### Try it
Set down only the lines from the one containing "[point] every instance of the blurred" through the final line of the entries below, exactly as they stand, with no pictures.

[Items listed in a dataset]
***

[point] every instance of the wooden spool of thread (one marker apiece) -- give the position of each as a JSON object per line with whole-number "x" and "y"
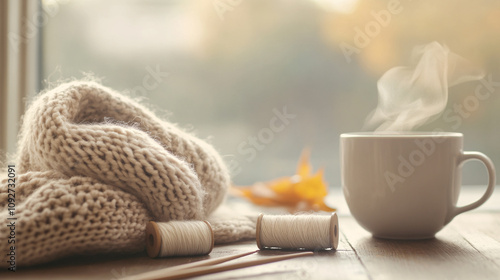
{"x": 179, "y": 238}
{"x": 303, "y": 232}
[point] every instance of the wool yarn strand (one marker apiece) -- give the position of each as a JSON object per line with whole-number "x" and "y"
{"x": 307, "y": 232}
{"x": 179, "y": 238}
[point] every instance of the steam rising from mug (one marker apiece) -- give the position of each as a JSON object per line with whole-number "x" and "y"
{"x": 410, "y": 96}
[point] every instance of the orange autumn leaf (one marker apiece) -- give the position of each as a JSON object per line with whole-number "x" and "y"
{"x": 300, "y": 192}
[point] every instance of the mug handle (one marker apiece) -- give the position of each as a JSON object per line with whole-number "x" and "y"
{"x": 491, "y": 182}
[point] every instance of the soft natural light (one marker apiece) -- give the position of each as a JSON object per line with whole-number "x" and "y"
{"x": 341, "y": 6}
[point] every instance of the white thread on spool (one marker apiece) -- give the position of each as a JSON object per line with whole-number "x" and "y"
{"x": 307, "y": 232}
{"x": 179, "y": 238}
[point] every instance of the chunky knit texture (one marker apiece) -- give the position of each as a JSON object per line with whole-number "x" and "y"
{"x": 94, "y": 166}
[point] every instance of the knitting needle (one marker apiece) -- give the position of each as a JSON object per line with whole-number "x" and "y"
{"x": 166, "y": 271}
{"x": 197, "y": 271}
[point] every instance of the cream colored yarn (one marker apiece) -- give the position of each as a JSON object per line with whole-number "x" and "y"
{"x": 94, "y": 166}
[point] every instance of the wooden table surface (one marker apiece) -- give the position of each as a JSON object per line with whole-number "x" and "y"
{"x": 468, "y": 248}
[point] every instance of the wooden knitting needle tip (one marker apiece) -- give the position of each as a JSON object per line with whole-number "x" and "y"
{"x": 205, "y": 270}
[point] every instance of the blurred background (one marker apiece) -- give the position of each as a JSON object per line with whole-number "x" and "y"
{"x": 262, "y": 79}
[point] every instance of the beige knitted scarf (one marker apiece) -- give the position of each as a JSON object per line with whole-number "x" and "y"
{"x": 94, "y": 166}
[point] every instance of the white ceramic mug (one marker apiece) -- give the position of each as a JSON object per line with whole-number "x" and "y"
{"x": 406, "y": 185}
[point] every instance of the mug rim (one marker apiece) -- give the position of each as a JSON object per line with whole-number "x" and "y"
{"x": 400, "y": 134}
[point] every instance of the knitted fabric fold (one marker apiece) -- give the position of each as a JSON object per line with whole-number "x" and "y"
{"x": 94, "y": 166}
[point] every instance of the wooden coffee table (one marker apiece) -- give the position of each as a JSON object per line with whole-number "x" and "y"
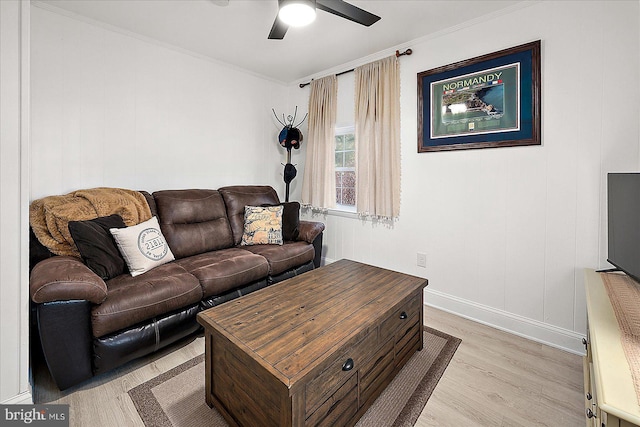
{"x": 316, "y": 349}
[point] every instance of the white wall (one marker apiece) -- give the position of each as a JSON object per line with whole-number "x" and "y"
{"x": 114, "y": 109}
{"x": 508, "y": 231}
{"x": 14, "y": 103}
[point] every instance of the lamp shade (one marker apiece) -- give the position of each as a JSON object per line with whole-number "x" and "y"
{"x": 297, "y": 13}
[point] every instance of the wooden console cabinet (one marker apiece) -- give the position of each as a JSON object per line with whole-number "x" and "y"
{"x": 610, "y": 397}
{"x": 314, "y": 350}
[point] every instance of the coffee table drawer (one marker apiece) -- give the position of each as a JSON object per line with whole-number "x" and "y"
{"x": 339, "y": 407}
{"x": 400, "y": 317}
{"x": 338, "y": 371}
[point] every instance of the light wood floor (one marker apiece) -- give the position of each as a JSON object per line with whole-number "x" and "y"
{"x": 494, "y": 379}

***

### Answer below
[point] every instance of the blurred background (one marker apiece) -- give the position of each as a JSON object per line with whole-number "x" and "y"
{"x": 262, "y": 79}
[point] every instance of the beige knitted scarf (one marker apiece) -- give the position of each as a JSON object per line with whole-number "x" and "y"
{"x": 94, "y": 166}
[point] every instance of the white ceramic mug (one marker apiece) -- give the position of each as a JSON object per line with whole-number "x" and "y"
{"x": 406, "y": 185}
[point] every instance of the mug rim (one marker apiece) -- give the position of each as a JSON object per line with whole-number "x" and "y"
{"x": 400, "y": 134}
[point] every instance of the knitted fabric fold (one marker apiece) -- give the position of each as a JSON object per line with whole-number "x" and "y"
{"x": 94, "y": 166}
[point] every instance of the wooden coffee table (one marker apiece) -- give the position of each as a JSON object per line with whole-number "x" and "y"
{"x": 316, "y": 349}
[point] every instance of the white wall (one marker apiece) -- give the position of each as a JSON object per line with whole-number "x" and "y"
{"x": 114, "y": 109}
{"x": 508, "y": 231}
{"x": 14, "y": 103}
[point] every instance of the lamp shade (one marker apiece) -- give the position of each as a JSON object per line with whole-number "x" and "y"
{"x": 297, "y": 13}
[point] every instance of the wooden console cabinet (one marker apiece) -- give the position of each as a JSON object per line with whole-number "x" and "y"
{"x": 610, "y": 397}
{"x": 314, "y": 350}
[point] every instance of the coffee table drawer (one marker apiece) -- give the position of each as a JSON object per line with whole-number "x" and "y"
{"x": 339, "y": 407}
{"x": 400, "y": 317}
{"x": 338, "y": 371}
[point] every instance of the light wood floor (one marker apiece) -- give the position of each as a JSON object per line with whole-number "x" and "y"
{"x": 494, "y": 379}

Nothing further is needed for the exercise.